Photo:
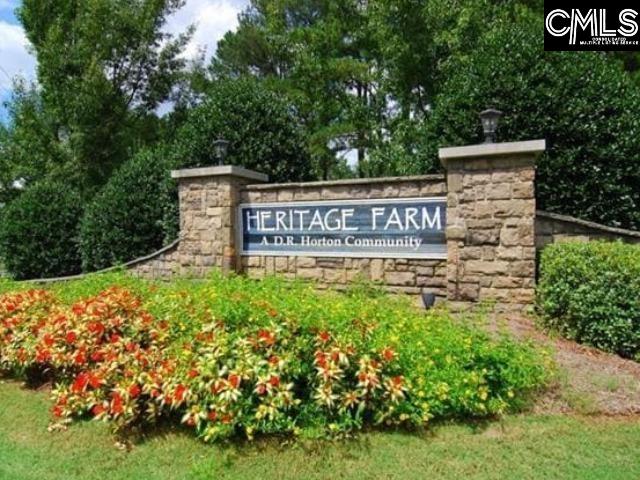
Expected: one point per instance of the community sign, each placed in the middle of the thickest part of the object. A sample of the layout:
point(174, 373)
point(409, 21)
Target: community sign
point(382, 228)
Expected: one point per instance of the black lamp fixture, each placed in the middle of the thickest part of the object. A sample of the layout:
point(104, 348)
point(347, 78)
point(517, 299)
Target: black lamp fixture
point(489, 120)
point(220, 150)
point(428, 300)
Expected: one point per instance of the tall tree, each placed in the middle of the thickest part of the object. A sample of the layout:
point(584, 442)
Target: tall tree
point(103, 67)
point(322, 54)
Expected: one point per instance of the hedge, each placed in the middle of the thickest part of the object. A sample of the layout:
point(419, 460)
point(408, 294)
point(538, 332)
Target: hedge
point(39, 232)
point(232, 356)
point(590, 292)
point(133, 215)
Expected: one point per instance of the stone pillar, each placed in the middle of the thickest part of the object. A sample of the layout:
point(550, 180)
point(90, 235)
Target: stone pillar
point(491, 210)
point(208, 199)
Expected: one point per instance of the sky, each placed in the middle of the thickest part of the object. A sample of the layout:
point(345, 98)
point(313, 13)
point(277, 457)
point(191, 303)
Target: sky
point(212, 19)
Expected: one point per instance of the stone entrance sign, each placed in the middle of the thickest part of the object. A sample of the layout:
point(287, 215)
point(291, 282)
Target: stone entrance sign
point(466, 236)
point(372, 228)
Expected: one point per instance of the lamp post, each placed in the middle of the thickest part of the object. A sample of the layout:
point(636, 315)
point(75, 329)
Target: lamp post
point(220, 150)
point(489, 119)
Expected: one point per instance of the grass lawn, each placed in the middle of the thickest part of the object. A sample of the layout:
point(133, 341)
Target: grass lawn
point(520, 447)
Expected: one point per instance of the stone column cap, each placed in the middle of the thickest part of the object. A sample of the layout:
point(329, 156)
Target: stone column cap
point(219, 171)
point(487, 150)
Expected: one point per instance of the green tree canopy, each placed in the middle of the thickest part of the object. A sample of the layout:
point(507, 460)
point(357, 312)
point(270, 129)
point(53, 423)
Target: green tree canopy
point(262, 126)
point(582, 103)
point(133, 214)
point(39, 232)
point(103, 67)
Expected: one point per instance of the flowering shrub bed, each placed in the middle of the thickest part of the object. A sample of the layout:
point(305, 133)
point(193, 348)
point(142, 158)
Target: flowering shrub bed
point(231, 356)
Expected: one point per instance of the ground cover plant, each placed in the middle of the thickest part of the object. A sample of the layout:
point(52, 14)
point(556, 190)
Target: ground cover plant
point(590, 292)
point(232, 356)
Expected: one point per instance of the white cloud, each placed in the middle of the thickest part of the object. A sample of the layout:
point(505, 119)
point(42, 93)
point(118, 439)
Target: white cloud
point(212, 19)
point(15, 58)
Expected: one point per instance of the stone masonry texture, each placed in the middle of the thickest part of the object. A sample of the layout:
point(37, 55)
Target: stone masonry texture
point(491, 230)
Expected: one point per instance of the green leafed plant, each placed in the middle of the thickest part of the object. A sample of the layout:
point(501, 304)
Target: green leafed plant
point(590, 292)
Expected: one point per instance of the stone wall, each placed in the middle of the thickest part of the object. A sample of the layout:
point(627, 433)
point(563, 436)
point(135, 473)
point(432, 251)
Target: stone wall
point(398, 275)
point(552, 228)
point(490, 230)
point(490, 222)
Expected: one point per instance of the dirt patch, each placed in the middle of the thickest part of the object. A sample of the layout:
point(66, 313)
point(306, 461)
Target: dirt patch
point(589, 380)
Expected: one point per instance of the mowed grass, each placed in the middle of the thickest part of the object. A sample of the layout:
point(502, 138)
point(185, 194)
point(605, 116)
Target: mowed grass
point(522, 447)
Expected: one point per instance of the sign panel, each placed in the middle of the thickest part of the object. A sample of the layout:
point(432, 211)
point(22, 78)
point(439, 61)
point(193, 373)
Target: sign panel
point(384, 228)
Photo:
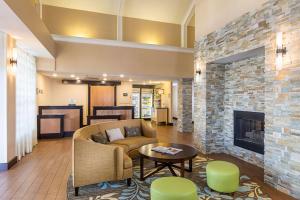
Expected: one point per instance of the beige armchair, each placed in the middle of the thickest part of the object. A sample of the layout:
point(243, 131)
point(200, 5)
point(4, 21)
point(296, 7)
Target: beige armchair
point(95, 162)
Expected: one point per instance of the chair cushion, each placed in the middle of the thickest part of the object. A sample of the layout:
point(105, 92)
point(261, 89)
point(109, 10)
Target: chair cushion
point(114, 134)
point(125, 147)
point(127, 161)
point(135, 142)
point(222, 176)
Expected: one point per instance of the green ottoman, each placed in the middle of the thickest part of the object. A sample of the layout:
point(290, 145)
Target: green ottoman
point(222, 176)
point(173, 188)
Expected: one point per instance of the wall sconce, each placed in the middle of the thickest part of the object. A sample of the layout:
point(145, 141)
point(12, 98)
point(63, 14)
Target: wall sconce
point(13, 61)
point(161, 91)
point(280, 51)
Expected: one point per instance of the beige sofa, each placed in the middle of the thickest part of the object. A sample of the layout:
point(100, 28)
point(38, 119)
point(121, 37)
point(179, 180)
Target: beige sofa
point(95, 162)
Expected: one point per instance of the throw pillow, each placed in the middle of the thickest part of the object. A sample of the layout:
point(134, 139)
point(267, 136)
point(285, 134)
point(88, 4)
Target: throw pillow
point(100, 138)
point(133, 131)
point(114, 134)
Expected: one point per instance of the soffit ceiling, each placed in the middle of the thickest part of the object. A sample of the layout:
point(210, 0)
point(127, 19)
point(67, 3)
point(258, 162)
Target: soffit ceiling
point(170, 11)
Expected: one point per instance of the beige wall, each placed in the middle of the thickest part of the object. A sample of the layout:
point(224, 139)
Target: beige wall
point(28, 15)
point(190, 36)
point(70, 22)
point(96, 25)
point(97, 59)
point(214, 14)
point(151, 32)
point(7, 101)
point(56, 93)
point(11, 103)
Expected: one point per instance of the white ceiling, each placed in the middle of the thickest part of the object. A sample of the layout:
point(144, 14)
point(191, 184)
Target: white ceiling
point(170, 11)
point(12, 25)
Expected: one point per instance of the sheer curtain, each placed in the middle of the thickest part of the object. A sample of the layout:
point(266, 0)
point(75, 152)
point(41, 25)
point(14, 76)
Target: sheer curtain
point(26, 133)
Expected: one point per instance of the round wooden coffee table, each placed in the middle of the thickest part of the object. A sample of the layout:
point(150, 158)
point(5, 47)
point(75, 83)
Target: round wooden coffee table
point(166, 160)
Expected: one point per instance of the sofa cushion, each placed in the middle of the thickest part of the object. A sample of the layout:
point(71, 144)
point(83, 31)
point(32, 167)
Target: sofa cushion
point(135, 142)
point(132, 131)
point(127, 161)
point(100, 138)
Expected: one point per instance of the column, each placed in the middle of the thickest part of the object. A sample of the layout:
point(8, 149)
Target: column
point(185, 107)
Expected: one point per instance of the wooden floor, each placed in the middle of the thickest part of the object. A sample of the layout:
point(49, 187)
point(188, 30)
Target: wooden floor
point(43, 174)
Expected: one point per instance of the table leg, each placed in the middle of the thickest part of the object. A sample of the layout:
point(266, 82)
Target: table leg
point(190, 165)
point(182, 169)
point(141, 168)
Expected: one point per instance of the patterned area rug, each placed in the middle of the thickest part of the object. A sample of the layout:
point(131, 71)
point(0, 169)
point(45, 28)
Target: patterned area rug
point(140, 190)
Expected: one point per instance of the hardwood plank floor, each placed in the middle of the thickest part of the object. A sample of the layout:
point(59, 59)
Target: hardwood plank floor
point(43, 174)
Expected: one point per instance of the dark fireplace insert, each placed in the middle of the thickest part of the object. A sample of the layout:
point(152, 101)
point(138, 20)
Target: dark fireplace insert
point(249, 129)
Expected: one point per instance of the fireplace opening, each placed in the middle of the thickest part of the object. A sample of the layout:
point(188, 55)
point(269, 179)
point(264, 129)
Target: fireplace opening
point(249, 129)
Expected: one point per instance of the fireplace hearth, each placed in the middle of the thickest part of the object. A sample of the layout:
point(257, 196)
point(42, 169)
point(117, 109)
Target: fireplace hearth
point(249, 129)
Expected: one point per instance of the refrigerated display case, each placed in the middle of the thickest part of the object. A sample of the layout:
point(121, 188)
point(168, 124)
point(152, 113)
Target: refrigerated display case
point(142, 100)
point(136, 93)
point(147, 103)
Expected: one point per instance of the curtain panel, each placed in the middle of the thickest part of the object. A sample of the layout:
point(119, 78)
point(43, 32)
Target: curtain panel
point(26, 123)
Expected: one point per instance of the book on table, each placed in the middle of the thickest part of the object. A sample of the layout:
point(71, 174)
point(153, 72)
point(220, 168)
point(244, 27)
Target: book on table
point(166, 150)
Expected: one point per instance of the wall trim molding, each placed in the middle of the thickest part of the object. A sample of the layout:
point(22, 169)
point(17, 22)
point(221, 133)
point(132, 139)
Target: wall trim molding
point(7, 166)
point(117, 43)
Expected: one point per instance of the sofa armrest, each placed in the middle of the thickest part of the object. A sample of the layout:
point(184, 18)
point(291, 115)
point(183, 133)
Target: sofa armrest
point(147, 130)
point(94, 162)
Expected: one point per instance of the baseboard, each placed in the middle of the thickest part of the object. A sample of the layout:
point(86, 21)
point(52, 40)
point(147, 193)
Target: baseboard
point(7, 166)
point(68, 134)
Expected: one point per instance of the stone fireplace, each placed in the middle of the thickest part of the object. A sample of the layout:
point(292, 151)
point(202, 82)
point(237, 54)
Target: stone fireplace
point(249, 130)
point(239, 74)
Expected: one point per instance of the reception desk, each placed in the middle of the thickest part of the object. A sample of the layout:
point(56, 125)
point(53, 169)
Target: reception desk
point(59, 121)
point(126, 112)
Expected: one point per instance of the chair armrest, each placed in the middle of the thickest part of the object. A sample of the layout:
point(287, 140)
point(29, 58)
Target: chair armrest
point(94, 162)
point(147, 130)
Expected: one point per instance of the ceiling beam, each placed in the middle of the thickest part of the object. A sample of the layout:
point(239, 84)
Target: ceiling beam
point(120, 20)
point(185, 21)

## WHAT TO DO:
Please arrange the lines that open with the one containing "Expected: one point per instance of the stone wall, each" and close with the one containing "point(384, 228)", both included, as a Markdown table with the columns Row and Line. Number them in Row, and leave out any blank lines.

## FINAL RESULT:
| Row | Line |
|---|---|
| 1 | Expected: one point per instance of the stone wall, each placed in the middle of the thickest part of the object. A sample of the layout: |
| 2 | point(627, 433) |
| 3 | point(563, 436) |
| 4 | point(135, 473) |
| 5 | point(432, 251) |
| 6 | Target: stone wall |
| 7 | point(398, 275) |
| 8 | point(552, 228) |
| 9 | point(490, 230) |
| 10 | point(490, 222) |
| 11 | Expected: one point per instance of the dirt patch, each placed in the middle of the thickest part of the object. A sample of the layout: |
| 12 | point(66, 313) |
| 13 | point(306, 461) |
| 14 | Target: dirt patch |
| 15 | point(589, 380) |
| 16 | Expected: one point per instance of the mowed grass, each placed in the middle of the thickest part of the object. A sample of the layout: |
| 17 | point(502, 138) |
| 18 | point(185, 194) |
| 19 | point(605, 116) |
| 20 | Target: mowed grass |
| 21 | point(522, 447) |
| 22 | Expected: one point per instance of the sign panel, each placed in the middle of the thickest part of the object. A sample of the layout: |
| 23 | point(432, 211) |
| 24 | point(22, 78) |
| 25 | point(439, 61) |
| 26 | point(193, 373) |
| 27 | Target: sign panel |
| 28 | point(384, 228) |